## Texto proporcionado

....

# Cargador de baterias de auto con transformador de microondas



## chepao (Dic 15, 2013)

amigos tengo un transformador de microondas ya sin el secundario, mide 1.3v al darle una vuelta de alambre calibre 10
quisira ponerle el puente de diodos KBPC2506 y un par de capacitores, tengo un par de 75v 3300uf, y otro par un poco mas grandes en los cuales se lee 5200MFD, 30VDCW, 40VDC no llevan los contactos al mismo lado, estos los llevan uno a cada lado, o sea uno en cada cara, todo esto para hacerme un cargador de baterias de autos.

PERO...!!! ustedes son los expertos, y esto nomas es una idea, pero quisiera su opinion.!

no se el amperaje pero al unir dos de esas latas de las cajas de las fuentes de pc, y poner las puntas de los alambres, una  por debajo y otra por encima de las dos latas, las pone al rojo vivo en cuestion de 3 o 5 segundos.


Saludos...!!! ...


----------



## Fogonazo (Dic 15, 2013)

Para un cargador de baterías *NO* te hacen falta los capacitores con el transformador y el puente de diodos alcanza


----------



## chepao (Dic 15, 2013)

gracias señor fogonazo..!!

....

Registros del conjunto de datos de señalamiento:
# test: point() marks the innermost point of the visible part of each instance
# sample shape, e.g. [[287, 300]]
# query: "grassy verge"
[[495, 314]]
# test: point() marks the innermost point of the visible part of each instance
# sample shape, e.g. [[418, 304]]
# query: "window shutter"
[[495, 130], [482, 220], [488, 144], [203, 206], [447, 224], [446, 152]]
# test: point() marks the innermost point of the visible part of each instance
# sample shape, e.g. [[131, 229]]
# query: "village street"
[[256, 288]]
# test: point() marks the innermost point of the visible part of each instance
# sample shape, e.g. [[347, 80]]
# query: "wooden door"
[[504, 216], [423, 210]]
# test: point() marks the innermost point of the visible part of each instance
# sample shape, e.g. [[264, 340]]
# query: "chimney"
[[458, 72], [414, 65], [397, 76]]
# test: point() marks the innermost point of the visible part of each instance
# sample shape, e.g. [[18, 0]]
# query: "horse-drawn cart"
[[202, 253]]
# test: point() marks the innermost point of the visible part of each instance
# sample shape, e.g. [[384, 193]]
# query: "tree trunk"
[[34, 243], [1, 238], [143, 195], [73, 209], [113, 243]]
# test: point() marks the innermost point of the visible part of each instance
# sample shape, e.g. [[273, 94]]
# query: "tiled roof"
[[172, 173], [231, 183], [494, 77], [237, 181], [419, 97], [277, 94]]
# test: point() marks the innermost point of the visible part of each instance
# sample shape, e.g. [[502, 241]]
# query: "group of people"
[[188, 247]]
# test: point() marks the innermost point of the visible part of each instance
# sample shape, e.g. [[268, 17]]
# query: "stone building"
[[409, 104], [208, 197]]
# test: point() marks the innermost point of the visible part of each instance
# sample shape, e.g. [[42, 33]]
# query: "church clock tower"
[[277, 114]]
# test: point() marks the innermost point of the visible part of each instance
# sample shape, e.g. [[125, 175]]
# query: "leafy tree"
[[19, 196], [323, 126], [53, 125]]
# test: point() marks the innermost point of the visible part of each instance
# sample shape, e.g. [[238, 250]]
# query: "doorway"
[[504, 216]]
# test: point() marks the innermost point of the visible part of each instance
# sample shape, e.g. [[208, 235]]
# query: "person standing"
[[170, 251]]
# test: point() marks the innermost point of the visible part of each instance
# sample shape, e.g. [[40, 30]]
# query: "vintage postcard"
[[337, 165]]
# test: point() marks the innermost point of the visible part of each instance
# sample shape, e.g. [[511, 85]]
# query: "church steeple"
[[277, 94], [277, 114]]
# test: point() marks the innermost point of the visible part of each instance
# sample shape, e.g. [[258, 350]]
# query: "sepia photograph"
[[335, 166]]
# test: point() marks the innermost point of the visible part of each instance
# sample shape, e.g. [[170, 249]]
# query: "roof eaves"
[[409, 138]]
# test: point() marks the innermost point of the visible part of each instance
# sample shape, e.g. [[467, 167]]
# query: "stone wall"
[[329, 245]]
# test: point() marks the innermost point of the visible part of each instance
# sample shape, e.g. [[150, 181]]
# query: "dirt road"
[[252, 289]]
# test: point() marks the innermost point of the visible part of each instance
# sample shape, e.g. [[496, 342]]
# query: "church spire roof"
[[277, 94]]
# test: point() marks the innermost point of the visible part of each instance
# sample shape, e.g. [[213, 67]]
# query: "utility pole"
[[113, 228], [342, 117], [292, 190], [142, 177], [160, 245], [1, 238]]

....

## Acciones a realizar
#1 En el hilo sobre el cargador de baterías, ¿cuánto mide el transformador de microondas al darle una vuelta de alambre calibre 10?
#2 ¿Puedes reescribir de forma más breve el párrafo del hilo sobre el cargador de baterías que empieza con "no se el amperaje", conservando sus datos principales?
#3 Reproduce sin cambios el fragmento del hilo sobre el cargador de baterías que se abre con las palabras que contienen "amigos tengo un" y se cierra con "quisiera su opinion.!".

## Soluciones del ejercicio
#1 Mide 1.3 V.

#2 Se desconoce el amperaje, pero al unir dos latas de cajas de fuentes de PC y poner una punta de alambre por debajo y otra por encima, quedan al rojo vivo en 3 a 5 segundos.

#3
amigos tengo un transformador de microondas ya sin el secundario, mide 1.3v al darle una vuelta de alambre calibre 10
quisira ponerle el puente de diodos KBPC2506 y un par de capacitores, tengo un par de 75v 3300uf, y otro par un poco mas grandes en los cuales se lee 5200MFD, 30VDCW, 40VDC no llevan los contactos al mismo lado, estos los llevan uno a cada lado, o sea uno en cada cara, todo esto para hacerme un cargador de baterias de autos.

PERO...!!! ustedes son los expertos, y esto nomas es una idea, pero quisiera su opinion.!